**** EXTRACT ****

Models
A reference catalog of the AI models we use, recommend, or compare in the playbook — what they're for, where to try them, when we last verified each entry.
Showing 79 of 79 models.
Claude Fable 5
Anthropic's most capable widely released model — the first public Mythos-class model, a tier above Opus 4.8 for the most demanding reasoning and long-horizon agentic work.
Claude Mythos 5
Anthropic's restricted frontier model — the same underlying model as Claude Fable 5 with safeguards lifted in select domains. Invitation-only through Project Glasswing, succeeding Claude Mythos Preview.
Claude Opus 4.8
Anthropic's most capable Opus-tier model for complex reasoning, long-horizon agentic coding, and high-autonomy work. The flagship of the standard Claude lineup, succeeding Opus 4.7; Claude Fable 5 sits in a new tier above it.
Stable Audio 3.0
Stability AI's open-weight audio model. Generates music tracks, sound effects, and audio loops from text prompts — the open alternative to Suno/Udio. (Small/medium tiers open-weighted; large is API-only.)
Gemini 3.5 Flash
Google's current top Flash-tier Gemini — sustained frontier-level intelligence for agentic and coding tasks at high speed and low cost. The GA successor to the Gemini 3 Flash preview.
Gemini 3.1 Flash-Lite
Google's low-latency Gemini 3-series workhorse for straightforward multimodal tasks at scale. It is designed for high-frequency agent routing, extraction, translation, and summarization work.
Gemini 3.1 Flash Live Preview
Google's current low-latency audio-to-audio Live API model for real-time dialogue and voice-first applications. It replaces the earlier Gemini Live surface with the Gemini 3.1 stack.
Gemini 3.1 Pro Preview
Google's top Gemini 3-series model for advanced reasoning, coding, and agentic workflows. It improves the Gemini 3 Pro line with better thinking, tool use, and factual consistency.
Veo 3.1
Google's flagship video generation model. Adds advanced creative controls and improved prompt adherence on top of the Veo 3 native-audio foundation.

****

Continue the AI model catalog above, starting right after its last entry.

**** DATASET EXTRACT ****

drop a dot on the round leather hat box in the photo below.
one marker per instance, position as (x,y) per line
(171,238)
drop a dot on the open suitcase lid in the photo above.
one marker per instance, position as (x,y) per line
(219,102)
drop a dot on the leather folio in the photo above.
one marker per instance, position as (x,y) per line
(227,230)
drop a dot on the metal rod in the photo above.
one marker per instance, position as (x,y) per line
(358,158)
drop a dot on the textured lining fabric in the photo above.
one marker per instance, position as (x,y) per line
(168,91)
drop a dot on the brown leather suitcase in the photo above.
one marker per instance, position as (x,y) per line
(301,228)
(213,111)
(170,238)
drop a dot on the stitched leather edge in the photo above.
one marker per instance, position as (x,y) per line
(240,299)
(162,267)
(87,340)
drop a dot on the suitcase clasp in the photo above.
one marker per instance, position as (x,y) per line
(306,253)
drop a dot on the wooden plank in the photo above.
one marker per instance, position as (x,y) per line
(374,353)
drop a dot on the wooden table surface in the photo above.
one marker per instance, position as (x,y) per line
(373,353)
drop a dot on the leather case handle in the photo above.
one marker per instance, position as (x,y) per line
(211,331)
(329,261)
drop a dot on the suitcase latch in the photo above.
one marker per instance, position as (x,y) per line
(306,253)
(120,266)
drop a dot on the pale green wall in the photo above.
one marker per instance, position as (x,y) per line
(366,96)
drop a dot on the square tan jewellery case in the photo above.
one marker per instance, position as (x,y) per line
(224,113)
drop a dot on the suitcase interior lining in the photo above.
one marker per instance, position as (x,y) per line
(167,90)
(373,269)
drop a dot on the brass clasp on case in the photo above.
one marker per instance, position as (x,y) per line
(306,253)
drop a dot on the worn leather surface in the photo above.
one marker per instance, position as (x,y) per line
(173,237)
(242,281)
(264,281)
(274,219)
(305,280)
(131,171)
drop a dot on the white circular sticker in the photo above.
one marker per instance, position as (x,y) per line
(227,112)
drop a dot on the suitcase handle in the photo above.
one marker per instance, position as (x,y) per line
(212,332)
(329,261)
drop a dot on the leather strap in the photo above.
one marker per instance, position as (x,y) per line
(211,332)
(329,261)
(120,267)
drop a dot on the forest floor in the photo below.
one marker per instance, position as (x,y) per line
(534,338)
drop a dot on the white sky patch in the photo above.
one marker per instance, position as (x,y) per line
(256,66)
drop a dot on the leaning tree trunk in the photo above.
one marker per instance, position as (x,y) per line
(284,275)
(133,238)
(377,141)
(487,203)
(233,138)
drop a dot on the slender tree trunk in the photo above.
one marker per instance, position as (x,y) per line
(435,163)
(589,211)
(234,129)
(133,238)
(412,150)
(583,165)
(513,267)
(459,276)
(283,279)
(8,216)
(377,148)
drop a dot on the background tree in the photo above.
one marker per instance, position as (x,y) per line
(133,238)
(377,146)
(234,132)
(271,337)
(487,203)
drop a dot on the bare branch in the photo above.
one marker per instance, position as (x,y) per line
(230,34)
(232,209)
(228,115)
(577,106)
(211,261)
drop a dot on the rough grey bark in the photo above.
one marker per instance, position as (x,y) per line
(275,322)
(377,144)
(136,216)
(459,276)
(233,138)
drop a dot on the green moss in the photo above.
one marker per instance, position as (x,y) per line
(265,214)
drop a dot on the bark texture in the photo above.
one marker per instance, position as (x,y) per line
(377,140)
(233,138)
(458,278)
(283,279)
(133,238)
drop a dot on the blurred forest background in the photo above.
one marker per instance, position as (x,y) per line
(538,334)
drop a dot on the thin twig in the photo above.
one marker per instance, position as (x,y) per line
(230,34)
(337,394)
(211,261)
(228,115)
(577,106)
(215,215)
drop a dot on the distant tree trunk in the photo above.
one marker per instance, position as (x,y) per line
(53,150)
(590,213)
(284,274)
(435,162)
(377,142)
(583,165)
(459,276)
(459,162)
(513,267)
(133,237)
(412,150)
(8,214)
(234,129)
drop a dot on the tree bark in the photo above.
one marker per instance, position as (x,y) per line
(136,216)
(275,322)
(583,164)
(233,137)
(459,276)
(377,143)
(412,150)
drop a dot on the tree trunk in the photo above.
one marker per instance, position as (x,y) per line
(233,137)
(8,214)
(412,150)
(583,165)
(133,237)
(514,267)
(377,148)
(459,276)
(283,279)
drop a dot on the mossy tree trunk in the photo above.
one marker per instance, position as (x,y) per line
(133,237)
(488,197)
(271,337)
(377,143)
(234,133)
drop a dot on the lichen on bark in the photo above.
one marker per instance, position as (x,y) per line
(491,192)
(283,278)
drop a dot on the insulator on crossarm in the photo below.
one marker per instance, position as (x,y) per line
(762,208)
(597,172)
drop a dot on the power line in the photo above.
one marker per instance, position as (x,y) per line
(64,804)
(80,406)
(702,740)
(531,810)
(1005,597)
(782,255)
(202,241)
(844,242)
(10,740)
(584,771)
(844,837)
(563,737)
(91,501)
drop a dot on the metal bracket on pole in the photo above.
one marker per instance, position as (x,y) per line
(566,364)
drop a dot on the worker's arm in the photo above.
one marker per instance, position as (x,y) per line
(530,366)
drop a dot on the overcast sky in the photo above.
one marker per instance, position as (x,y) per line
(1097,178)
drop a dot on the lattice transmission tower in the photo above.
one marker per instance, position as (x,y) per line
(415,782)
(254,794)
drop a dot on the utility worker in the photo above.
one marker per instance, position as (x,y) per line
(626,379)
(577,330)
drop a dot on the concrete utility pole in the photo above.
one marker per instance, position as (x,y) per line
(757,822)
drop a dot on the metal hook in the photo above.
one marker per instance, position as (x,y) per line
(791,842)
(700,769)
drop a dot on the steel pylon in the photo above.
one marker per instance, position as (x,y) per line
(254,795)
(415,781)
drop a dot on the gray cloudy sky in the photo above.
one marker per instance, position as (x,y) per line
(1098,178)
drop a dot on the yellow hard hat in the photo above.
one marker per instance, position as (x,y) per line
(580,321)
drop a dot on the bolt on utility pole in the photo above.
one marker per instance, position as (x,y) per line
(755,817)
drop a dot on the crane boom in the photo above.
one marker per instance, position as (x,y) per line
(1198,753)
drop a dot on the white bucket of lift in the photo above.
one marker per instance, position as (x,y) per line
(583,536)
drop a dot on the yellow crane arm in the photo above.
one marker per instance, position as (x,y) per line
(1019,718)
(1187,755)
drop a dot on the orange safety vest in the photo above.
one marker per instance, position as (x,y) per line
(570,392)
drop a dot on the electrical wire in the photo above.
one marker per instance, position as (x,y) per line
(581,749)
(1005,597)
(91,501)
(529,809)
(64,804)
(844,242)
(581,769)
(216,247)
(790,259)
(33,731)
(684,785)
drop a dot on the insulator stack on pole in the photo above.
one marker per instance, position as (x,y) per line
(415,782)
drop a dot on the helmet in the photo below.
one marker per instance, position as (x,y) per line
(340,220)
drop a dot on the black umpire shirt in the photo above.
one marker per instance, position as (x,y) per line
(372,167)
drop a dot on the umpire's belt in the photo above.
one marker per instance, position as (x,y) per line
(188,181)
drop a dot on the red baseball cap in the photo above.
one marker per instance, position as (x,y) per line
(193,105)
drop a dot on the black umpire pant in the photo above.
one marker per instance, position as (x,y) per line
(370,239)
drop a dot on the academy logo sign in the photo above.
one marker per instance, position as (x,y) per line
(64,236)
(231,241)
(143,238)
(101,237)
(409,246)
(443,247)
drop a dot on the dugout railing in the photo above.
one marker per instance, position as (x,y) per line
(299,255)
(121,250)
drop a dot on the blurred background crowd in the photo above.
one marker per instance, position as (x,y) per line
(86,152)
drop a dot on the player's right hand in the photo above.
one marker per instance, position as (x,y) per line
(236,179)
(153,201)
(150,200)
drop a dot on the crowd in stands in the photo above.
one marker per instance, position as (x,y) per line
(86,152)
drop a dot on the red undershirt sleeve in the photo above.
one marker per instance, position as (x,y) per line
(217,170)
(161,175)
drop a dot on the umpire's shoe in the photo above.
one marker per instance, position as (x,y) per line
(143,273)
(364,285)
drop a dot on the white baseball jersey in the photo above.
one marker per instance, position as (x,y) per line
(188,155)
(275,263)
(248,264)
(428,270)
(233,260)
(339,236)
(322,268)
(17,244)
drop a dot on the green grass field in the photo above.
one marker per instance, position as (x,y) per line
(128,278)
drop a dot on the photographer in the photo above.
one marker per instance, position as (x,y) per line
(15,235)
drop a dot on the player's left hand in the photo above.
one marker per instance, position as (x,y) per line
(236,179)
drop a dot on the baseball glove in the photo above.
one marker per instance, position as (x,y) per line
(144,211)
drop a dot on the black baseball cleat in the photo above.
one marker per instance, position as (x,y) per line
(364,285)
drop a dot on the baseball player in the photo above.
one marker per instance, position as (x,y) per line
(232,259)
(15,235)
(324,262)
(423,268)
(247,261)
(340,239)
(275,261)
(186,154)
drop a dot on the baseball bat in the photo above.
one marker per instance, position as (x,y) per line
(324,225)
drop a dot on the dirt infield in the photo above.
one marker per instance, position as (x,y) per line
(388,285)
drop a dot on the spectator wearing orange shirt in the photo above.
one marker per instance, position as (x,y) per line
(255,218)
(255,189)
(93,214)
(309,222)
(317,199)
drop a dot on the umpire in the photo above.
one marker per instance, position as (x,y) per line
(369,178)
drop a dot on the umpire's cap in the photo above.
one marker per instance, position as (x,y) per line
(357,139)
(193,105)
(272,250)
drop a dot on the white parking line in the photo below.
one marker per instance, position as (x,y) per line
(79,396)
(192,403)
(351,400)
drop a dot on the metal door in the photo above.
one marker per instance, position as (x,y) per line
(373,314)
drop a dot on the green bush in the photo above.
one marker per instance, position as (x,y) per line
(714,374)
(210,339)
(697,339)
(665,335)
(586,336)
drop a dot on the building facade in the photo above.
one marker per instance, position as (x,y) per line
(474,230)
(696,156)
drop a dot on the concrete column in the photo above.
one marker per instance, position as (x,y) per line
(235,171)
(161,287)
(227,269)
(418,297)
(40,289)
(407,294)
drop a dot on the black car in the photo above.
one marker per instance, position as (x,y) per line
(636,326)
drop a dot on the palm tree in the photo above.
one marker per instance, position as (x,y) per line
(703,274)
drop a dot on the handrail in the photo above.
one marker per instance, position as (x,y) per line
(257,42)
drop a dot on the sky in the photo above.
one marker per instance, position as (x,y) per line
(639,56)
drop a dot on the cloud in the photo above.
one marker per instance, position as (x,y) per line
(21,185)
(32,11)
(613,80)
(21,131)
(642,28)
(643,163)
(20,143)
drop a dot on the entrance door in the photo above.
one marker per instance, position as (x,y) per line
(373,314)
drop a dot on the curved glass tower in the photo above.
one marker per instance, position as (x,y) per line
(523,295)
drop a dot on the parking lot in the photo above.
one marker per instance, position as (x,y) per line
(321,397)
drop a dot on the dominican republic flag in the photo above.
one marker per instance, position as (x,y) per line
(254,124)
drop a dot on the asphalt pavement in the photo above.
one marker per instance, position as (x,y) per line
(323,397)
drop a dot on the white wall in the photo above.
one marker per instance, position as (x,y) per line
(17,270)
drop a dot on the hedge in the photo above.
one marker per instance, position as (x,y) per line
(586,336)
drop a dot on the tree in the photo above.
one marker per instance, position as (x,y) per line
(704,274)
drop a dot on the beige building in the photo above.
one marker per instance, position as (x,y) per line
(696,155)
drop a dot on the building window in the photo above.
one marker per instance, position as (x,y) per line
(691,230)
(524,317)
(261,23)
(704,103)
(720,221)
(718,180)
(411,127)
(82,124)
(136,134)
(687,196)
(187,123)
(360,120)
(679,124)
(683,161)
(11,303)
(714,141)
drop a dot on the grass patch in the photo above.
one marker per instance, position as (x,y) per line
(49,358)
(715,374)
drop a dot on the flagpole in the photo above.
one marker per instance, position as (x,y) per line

****

RESULT:
Veo 3.1 Lite
Google's efficient, developer-first variant of Veo 3.1. Lower cost and faster generation; same family as the main 3.1 model with reduced fidelity for tighter feedback loops.
DeepSeek V4 Flash
DeepSeek's efficient tier of the V4 generation. Faster and cheaper than V4 Pro; the practical default for high-throughput agentic workloads.
DeepSeek V4 Pro
DeepSeek's flagship general-purpose MoE model. Successor to V3; competitive with closed frontier-tier models at open-weights cost.
Midjourney V8.1
Midjourney's flagship image generator. V8.1 is its fastest model yet (2K HD by default); strong artistic quality and a distinctive aesthetic, bound to its Discord and web product, no public API.
GPT-5.5
OpenAI's flagship model — a unified general-purpose and reasoning model positioned as a new class of intelligence for coding and professional work. The current successor to the GPT-4o / o-series lines.
GPT Image 2
OpenAI's current image generation and editing model. It replaces the older DALL·E line with a single state-of-the-art model for image creation and edits.
Qwen3.6 35B-A3B
Alibaba's current open-weight flagship from the Qwen3.6 generation. MoE architecture with 35B total / 3B active parameters; natively multimodal (text + vision) with up to ~1M-token context.
Gemma 4 31B
Google's flagship open-weight Gemma 4. Natively multimodal (text + vision); supersedes Gemma 2 with significantly improved capabilities and a larger size.
Mistral Medium 3.5
Mistral's frontier-class multimodal model for agentic and coding use cases. It sits between the largest flagship tier and the lighter Small line while remaining open-weight.
Suno v5.5
Suno's flagship music generation model. v5.5 adds Voices, Custom Models, and personalization; produces full songs (vocals + instrumentation) from a text prompt — the most polished consumer music AI.
GPT-5.4 mini
OpenAI's strongest small model for coding, computer use, and subagents. The efficient, lower-cost tier of the GPT-5 line and the named replacement for o4-mini.
Mistral Small 4
Mistral's hybrid open model that unifies instruct, reasoning, and coding in a single efficient line. It is the current small generalist flagship in Mistral's open lineup.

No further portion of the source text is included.